Nothing but an exact copy of the records below counts as the answer.

Dataset excerpts:
-----

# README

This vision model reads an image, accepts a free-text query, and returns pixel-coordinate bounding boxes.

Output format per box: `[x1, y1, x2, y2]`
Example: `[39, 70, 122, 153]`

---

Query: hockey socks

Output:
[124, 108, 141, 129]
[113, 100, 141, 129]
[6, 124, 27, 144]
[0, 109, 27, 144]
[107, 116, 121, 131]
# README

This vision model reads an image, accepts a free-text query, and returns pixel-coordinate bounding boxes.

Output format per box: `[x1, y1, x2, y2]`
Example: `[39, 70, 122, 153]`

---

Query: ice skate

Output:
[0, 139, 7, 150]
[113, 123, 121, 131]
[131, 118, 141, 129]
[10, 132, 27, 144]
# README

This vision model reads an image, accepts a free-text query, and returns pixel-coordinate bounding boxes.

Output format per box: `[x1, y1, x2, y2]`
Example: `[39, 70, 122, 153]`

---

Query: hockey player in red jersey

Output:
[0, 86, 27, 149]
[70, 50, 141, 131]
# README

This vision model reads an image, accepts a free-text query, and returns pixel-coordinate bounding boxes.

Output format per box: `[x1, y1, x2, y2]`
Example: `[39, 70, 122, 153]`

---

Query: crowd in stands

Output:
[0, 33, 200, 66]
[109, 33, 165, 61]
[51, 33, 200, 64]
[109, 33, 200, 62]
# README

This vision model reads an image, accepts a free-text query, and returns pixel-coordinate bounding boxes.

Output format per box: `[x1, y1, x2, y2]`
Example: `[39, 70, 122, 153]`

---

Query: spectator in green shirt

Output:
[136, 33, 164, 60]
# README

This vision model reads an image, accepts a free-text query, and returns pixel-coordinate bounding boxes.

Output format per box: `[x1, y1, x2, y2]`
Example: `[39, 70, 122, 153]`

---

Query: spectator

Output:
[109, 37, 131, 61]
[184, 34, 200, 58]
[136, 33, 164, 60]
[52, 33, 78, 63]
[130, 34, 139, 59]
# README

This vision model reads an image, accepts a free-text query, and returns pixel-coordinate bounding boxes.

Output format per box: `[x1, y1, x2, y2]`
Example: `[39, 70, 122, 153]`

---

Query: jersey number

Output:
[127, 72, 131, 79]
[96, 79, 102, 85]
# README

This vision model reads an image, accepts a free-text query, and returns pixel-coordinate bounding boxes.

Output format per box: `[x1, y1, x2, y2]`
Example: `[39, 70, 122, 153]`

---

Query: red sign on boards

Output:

-----

| TASK ANSWER |
# README

This vision model reads an image, accepts a free-text query, and returns pixel-coordinate bounding boxes.

Output format per box: `[x1, y1, x2, y2]`
Example: `[39, 70, 122, 153]`

---

Query: hockey socks

Output:
[124, 108, 141, 129]
[113, 100, 141, 129]
[6, 124, 27, 144]
[0, 109, 27, 144]
[107, 116, 121, 131]
# README

This vision model reads an image, accepts a free-text query, and returns pixel-coordinate bounding boxes.

Output format per box: `[x1, y1, x2, y2]`
Example: `[39, 70, 122, 153]`

---

Query: ice skate

Output:
[0, 139, 7, 150]
[113, 123, 121, 131]
[131, 118, 141, 129]
[10, 132, 27, 144]
# README

This vision model reads an image, accepts a free-text query, and returns pixel-coordinate bounding boxes.

Output format per box: `[x1, y1, x2, y2]`
Example: `[39, 70, 122, 153]`

---

Query: hockey player in red jersey

Output:
[0, 86, 27, 149]
[70, 50, 141, 131]
# README

This vision model reads an image, accepts a free-text query, and returns pixel-coordinate bounding boxes.

Output format per box: `[x1, y1, x2, y2]`
Example: `[39, 70, 122, 153]`

---

Query: crowd in stands

Output:
[0, 33, 200, 66]
[109, 33, 165, 61]
[51, 33, 200, 64]
[109, 33, 200, 62]
# README

This vision model reads an image, accepts a free-text query, and returns pixel-coordinate bounding boxes.

Output format per box: `[x1, y1, x2, y2]`
Example: `[39, 70, 122, 153]`

---

Query: spectator in green shirt

Output:
[136, 33, 164, 60]
# README

This vision model reads an image, accepts a free-text query, and returns pixel-coordinate bounding boxes.

Output format per box: `[x1, y1, x2, y2]`
Example: `[39, 70, 122, 153]`

---

Query: spectator

Output:
[109, 37, 131, 61]
[184, 34, 200, 58]
[136, 33, 164, 60]
[52, 33, 78, 63]
[130, 34, 139, 59]
# README

This vision model reads an image, accepts a free-text query, and returns pixel-coordinate bounding boxes.

Output format per box: `[x1, y1, x2, y2]`
Example: `[39, 70, 122, 153]`

---

Query: jersey number

Output:
[127, 72, 131, 79]
[96, 79, 102, 85]
# README

This vision model reads an image, accepts a free-text query, and returns pixel-coordinate bounding boxes.

Output format per box: `[x1, y1, x2, y2]`
Example: `[39, 70, 122, 153]`

---

Query: red sign on boards

Output:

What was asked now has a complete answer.